- Records for processing -

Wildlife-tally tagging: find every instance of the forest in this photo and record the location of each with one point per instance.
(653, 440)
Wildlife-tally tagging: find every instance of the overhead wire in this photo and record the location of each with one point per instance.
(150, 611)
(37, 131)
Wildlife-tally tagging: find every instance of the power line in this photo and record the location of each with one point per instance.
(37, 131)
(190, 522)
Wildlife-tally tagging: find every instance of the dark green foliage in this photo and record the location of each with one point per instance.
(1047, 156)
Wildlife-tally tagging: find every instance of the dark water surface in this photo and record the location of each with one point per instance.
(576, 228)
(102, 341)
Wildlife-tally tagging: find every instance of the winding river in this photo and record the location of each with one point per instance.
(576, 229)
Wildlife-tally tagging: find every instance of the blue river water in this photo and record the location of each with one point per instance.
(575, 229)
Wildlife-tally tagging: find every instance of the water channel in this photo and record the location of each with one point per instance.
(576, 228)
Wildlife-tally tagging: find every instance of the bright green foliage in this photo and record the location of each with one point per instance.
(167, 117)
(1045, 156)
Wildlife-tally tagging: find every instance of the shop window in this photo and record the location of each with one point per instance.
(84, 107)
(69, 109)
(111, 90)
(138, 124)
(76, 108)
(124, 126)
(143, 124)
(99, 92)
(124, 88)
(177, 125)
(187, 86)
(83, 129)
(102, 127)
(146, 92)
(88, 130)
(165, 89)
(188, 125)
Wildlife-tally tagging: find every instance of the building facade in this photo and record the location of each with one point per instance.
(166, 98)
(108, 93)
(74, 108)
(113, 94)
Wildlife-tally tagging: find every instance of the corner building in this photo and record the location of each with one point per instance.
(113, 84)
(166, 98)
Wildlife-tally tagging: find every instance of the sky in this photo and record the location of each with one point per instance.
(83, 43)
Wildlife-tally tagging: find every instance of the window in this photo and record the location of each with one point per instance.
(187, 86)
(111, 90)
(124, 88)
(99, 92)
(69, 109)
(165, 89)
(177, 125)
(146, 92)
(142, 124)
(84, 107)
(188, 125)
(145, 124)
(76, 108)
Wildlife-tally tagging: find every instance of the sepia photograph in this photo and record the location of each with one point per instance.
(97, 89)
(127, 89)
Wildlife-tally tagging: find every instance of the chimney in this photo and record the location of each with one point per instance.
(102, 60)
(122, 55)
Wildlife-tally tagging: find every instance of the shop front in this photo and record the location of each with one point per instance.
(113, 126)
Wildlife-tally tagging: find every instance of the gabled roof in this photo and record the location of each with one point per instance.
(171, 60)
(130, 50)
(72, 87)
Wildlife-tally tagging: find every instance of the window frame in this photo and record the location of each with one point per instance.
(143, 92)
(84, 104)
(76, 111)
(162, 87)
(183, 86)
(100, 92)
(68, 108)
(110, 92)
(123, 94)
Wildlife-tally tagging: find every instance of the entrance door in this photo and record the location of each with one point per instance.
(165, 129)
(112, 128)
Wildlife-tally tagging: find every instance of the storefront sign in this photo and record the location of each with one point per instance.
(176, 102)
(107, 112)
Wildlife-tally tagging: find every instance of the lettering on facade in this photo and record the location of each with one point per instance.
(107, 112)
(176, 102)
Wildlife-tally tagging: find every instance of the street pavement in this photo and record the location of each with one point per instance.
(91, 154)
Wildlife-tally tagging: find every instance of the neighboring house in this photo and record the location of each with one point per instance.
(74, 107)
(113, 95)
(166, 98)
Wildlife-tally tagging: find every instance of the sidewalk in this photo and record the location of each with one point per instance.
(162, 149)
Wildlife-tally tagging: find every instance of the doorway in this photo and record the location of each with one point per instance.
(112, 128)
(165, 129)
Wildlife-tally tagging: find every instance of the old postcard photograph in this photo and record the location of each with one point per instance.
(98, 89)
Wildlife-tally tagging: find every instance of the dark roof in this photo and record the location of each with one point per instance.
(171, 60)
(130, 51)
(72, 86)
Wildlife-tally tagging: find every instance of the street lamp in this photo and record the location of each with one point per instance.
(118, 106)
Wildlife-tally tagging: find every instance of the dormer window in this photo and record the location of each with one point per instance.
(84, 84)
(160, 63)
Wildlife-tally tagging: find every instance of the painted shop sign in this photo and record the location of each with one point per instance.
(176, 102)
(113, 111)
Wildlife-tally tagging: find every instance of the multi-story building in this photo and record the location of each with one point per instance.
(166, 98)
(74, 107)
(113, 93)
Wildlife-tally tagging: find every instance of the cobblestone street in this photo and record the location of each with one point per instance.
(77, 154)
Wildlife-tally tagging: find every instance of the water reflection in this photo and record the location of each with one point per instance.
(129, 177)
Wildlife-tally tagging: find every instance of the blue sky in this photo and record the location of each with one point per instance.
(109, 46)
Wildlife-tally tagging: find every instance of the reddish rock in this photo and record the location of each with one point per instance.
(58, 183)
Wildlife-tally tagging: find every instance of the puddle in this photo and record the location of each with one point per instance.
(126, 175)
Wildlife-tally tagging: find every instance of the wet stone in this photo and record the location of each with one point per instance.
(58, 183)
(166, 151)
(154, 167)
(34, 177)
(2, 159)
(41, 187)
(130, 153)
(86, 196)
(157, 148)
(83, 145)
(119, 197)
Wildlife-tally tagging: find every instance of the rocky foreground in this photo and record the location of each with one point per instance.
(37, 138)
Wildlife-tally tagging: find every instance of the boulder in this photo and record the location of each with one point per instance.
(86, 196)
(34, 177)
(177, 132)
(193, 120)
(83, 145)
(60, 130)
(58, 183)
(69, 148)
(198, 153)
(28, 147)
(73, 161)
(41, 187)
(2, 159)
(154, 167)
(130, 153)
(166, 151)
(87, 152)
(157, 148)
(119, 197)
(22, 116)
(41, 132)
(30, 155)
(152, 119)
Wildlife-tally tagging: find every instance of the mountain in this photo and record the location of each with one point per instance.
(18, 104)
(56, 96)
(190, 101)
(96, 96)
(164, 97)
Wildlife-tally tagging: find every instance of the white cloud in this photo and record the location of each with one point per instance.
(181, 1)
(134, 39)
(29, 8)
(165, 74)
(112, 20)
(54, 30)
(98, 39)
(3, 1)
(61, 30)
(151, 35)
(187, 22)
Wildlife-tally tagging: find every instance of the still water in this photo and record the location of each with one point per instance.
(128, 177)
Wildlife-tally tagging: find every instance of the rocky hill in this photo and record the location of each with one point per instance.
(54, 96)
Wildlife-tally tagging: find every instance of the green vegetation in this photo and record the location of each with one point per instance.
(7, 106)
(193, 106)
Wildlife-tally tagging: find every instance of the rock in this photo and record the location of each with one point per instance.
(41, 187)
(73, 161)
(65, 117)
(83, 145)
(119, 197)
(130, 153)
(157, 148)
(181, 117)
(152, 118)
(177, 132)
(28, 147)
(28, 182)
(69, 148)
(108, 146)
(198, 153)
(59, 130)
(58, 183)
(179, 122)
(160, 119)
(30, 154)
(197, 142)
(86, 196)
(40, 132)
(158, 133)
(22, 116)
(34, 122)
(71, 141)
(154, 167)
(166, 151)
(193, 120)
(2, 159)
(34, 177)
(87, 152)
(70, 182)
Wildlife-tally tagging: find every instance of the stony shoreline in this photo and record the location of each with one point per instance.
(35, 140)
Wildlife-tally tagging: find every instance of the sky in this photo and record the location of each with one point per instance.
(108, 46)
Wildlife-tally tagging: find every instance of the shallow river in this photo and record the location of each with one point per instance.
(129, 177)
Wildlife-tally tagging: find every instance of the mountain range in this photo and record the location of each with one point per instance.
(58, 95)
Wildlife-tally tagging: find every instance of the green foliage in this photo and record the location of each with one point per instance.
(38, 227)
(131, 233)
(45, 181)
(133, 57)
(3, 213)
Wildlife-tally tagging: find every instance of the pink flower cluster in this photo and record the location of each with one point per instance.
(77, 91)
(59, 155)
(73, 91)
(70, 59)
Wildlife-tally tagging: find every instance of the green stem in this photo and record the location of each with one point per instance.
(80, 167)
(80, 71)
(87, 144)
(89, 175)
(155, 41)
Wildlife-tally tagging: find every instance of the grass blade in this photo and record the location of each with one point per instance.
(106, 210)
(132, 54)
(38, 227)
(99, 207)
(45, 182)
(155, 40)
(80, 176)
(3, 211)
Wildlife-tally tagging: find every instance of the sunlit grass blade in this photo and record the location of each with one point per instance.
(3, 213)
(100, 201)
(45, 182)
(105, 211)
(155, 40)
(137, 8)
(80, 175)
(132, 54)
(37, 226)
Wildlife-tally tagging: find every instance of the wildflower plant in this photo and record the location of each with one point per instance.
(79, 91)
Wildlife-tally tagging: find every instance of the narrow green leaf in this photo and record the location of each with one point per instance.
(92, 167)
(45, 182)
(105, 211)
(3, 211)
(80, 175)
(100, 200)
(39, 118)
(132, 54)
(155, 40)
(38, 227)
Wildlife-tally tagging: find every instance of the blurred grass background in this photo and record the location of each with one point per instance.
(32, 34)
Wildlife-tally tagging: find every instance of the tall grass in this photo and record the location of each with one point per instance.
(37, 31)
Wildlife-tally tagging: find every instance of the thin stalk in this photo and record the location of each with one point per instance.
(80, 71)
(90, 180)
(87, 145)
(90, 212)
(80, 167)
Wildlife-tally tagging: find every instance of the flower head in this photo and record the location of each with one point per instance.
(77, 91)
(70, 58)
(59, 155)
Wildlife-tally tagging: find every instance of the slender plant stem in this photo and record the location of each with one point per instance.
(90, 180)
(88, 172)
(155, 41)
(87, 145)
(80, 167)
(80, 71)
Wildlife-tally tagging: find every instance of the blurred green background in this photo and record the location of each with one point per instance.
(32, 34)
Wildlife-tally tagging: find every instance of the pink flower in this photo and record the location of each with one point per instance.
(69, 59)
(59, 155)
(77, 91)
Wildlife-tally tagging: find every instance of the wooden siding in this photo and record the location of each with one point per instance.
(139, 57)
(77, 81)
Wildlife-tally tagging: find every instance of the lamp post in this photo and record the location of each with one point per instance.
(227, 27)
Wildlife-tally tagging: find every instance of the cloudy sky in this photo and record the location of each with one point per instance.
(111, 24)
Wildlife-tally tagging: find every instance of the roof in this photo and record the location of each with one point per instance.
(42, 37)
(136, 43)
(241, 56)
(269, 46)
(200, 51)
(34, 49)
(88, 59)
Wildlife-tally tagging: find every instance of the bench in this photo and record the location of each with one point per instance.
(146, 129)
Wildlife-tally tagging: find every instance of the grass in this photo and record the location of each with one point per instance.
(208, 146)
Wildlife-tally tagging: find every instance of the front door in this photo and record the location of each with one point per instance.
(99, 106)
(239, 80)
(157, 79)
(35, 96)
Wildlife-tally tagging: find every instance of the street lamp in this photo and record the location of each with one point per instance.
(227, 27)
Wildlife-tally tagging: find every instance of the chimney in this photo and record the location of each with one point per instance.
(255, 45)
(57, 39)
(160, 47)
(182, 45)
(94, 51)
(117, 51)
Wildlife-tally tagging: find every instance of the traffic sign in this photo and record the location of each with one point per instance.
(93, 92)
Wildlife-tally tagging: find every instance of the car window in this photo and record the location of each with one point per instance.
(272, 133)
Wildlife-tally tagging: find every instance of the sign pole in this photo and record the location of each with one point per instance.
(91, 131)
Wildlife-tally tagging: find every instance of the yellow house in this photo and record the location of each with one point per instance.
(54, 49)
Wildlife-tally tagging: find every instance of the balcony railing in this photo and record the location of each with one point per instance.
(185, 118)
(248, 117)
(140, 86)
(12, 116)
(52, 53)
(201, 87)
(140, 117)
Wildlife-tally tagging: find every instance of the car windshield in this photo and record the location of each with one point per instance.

- Aim -
From the "Wildlife-tally tagging: find every instance of the traffic" line to the close of the listing, restate each line word for word.

- Reply to the task -
Wildlife-tally tagging: find every instance of the traffic sign in this photo and record the location of each with one point per instance.
(93, 92)
Wildlife-tally tagging: find every instance of the car window in this photo and record the location of each with one point per instance.
(272, 133)
Wildlife-tally tagging: find every instance of the sign pole in this photo and record the location of each with one point per instance.
(91, 131)
Wildlife-tally tagging: find every instance of the yellow house in this photo and record the location of each with one point per instance.
(54, 49)
Wildlife-tally tagging: find every instance of the balcony railing in this photo and record the location of each with one point per instance.
(185, 118)
(248, 117)
(140, 86)
(12, 116)
(52, 53)
(201, 87)
(140, 117)
Wildlife-tally tagging: find every instance of the car windshield in this photo and record the location of each with one point per instance.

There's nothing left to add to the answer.